◆ Exercise requirements: Swap "photo" for "image" throughout the lines below and write them out again with nothing else changed, leaving the pictures out.

◆ Records to use:
==*==
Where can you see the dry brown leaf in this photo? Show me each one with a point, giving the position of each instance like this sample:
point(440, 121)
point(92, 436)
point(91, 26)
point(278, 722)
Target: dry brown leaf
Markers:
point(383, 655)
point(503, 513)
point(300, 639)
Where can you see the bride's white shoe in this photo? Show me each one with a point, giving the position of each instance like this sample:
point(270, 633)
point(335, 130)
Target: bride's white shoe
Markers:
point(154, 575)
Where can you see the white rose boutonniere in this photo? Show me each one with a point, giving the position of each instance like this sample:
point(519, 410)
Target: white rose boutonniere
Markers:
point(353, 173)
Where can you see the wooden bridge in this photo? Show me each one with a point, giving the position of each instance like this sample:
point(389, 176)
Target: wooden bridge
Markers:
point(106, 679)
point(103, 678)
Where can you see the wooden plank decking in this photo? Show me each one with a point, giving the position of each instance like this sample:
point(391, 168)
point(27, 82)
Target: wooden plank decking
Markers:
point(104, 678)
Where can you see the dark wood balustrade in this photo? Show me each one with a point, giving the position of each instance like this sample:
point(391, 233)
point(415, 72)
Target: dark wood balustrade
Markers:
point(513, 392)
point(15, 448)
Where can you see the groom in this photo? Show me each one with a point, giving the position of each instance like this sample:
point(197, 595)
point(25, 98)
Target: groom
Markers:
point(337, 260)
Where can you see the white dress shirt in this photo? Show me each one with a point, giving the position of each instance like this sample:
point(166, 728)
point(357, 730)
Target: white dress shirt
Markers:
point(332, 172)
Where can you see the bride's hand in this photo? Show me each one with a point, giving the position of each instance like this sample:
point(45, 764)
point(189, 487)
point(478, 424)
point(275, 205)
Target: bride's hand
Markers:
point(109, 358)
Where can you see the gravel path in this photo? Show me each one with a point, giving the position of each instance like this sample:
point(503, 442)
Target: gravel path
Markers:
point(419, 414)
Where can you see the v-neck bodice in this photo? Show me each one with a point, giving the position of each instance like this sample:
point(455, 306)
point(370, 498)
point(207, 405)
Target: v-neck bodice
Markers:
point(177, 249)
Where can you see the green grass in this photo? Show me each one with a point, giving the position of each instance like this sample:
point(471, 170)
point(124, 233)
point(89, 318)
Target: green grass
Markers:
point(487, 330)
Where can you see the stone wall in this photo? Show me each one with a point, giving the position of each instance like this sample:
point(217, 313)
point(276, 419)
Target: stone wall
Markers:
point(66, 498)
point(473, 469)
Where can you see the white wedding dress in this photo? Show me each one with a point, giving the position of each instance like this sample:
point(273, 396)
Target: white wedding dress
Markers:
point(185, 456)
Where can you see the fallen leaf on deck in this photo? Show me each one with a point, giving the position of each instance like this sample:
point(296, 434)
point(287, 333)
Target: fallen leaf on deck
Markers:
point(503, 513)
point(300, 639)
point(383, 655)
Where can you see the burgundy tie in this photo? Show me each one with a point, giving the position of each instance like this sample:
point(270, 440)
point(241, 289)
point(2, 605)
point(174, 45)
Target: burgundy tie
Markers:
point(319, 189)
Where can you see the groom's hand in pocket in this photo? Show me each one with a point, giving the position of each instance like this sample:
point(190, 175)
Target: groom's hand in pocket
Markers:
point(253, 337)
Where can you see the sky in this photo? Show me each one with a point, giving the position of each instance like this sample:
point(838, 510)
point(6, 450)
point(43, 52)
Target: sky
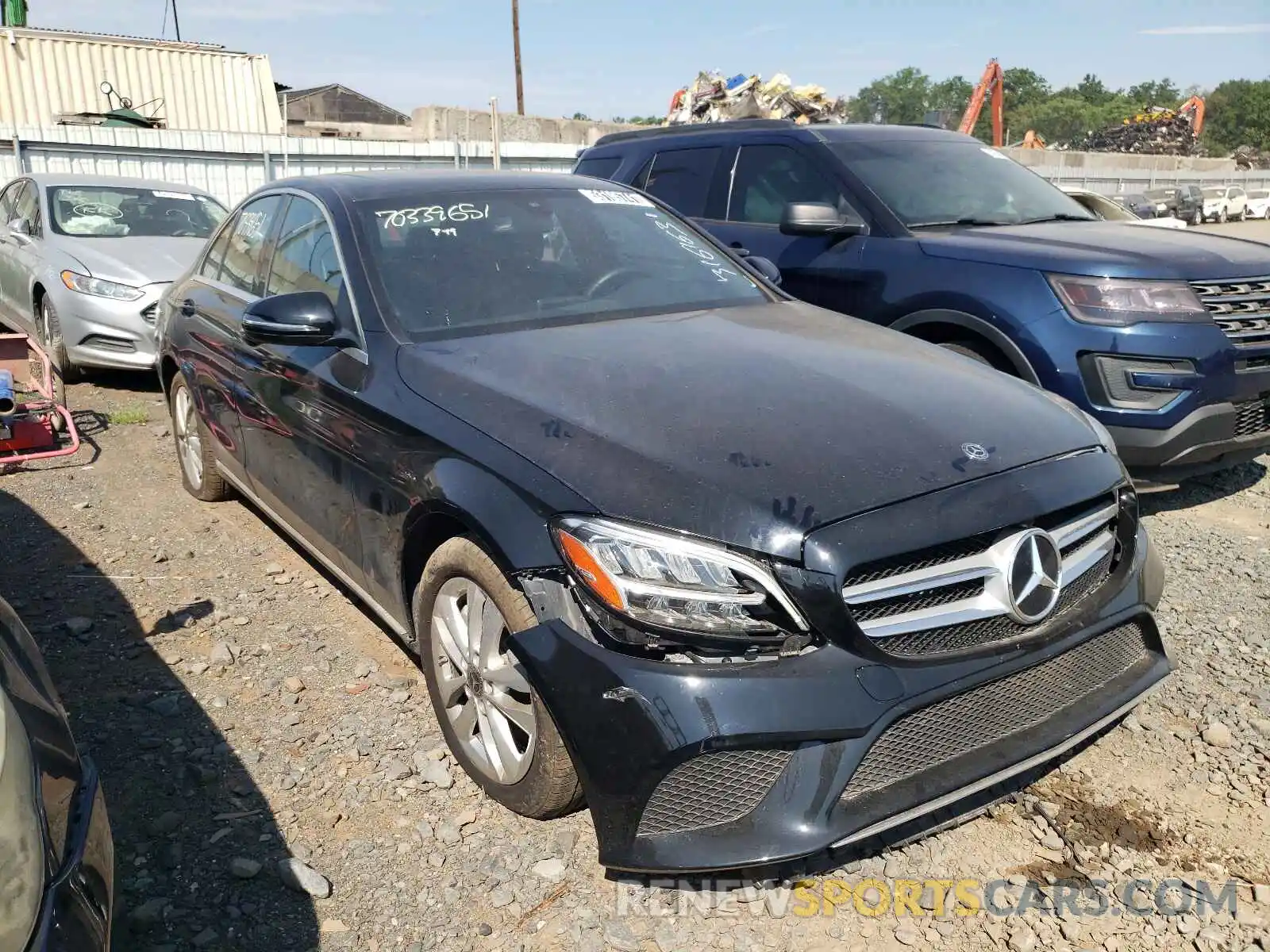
==*==
◆ Written solution:
Where can you see the dry brown leaf in this image? Show me each one with a point, giving the position of each instance like this sample:
point(440, 121)
point(92, 436)
point(91, 26)
point(278, 722)
Target: dry brown leaf
Markers:
point(383, 655)
point(503, 513)
point(300, 639)
Where can you see the bride's white shoe in this image? Show me each one with a point, giving the position of each instance like this sample:
point(270, 633)
point(335, 130)
Target: bride's white shoe
Markers:
point(154, 575)
Where can you see the white rose boutonniere in this image? Show me each one with a point, giving the position of each instance like this sample:
point(519, 410)
Target: white rose boutonniere
Markers:
point(353, 173)
Where can you see the wooden bridge in this image? Show me each one with a point, giving the position of each instance like this sample:
point(389, 176)
Target: wooden bridge
Markers:
point(106, 679)
point(103, 678)
Where can you see the wooden plank decking in this image? Show me each one with a point, giving the position of each instance like this sample:
point(391, 168)
point(27, 82)
Target: wooden plank decking
Markers:
point(104, 678)
Where can you see the dark wood balustrade in this image? Show me each one with a point, giving the position of each instance like this sample:
point(391, 233)
point(415, 72)
Target: dark wood balustrade
Markers:
point(513, 392)
point(15, 448)
Where can you see the groom in this image? Show me each one with a point, giving the position of each instance like this sample:
point(197, 595)
point(25, 98)
Target: groom
Markers:
point(337, 260)
Where can you see the white dress shirt in this image? Show me each one with a point, giving the position of each instance like this sample:
point(166, 728)
point(357, 730)
Target: white dress shirt
Markers:
point(332, 172)
Where can you see the bride's hand in this image? Show me each one with a point, giving the position of each instance like this sample:
point(45, 764)
point(189, 487)
point(478, 424)
point(275, 205)
Target: bride's hand
Markers:
point(109, 358)
Where can you see the gravel path in this image? Show me each one with a point, giving the position of each instance like this sample:
point(503, 442)
Target: gravel path
Markers:
point(419, 414)
Where can you see the v-neck bodice in this image? Show me each one with a point, giving the position of each instance like this sample:
point(455, 306)
point(370, 498)
point(207, 405)
Target: v-neck bodice
Markers:
point(177, 249)
Where can you see the green grass in this image? Show me each one with a point, giving the position of each instance like this sample:
point(471, 170)
point(124, 233)
point(89, 318)
Target: green grass
Markers:
point(487, 330)
Where can you see the stone wall in this image? Show me each one with a point, giving the position of each instance like this sample:
point(217, 313)
point(276, 419)
Target: stone wall
Markers:
point(66, 498)
point(473, 469)
Where can you see the white wedding dress in this image? Show me each one with a point, giving the position of each instance like this sample:
point(273, 396)
Target: white wedding dress
Markers:
point(185, 456)
Where can you see the fallen leaf on deck in this image? Show me each one with a point, giving the position of each instance like this sample:
point(296, 434)
point(287, 333)
Target: fallen leaf on deck
Markers:
point(503, 513)
point(300, 639)
point(383, 655)
Where can you see the burgundy tie in this image? Show me each one with a point, giving the position of each instance like this sample:
point(270, 440)
point(241, 289)
point(2, 605)
point(174, 45)
Target: burgundy tie
Markers:
point(319, 189)
Where can you see the groom's hand in pocket in this image? Show me each one with a point, giving the position of each instance like this sample:
point(190, 175)
Target: groom's hand in pocket
Markers:
point(253, 337)
Where can you see the sky in this image? Show me each one with a point, giving the position of each instance like this sample:
point(838, 510)
point(6, 450)
point(43, 52)
Target: sky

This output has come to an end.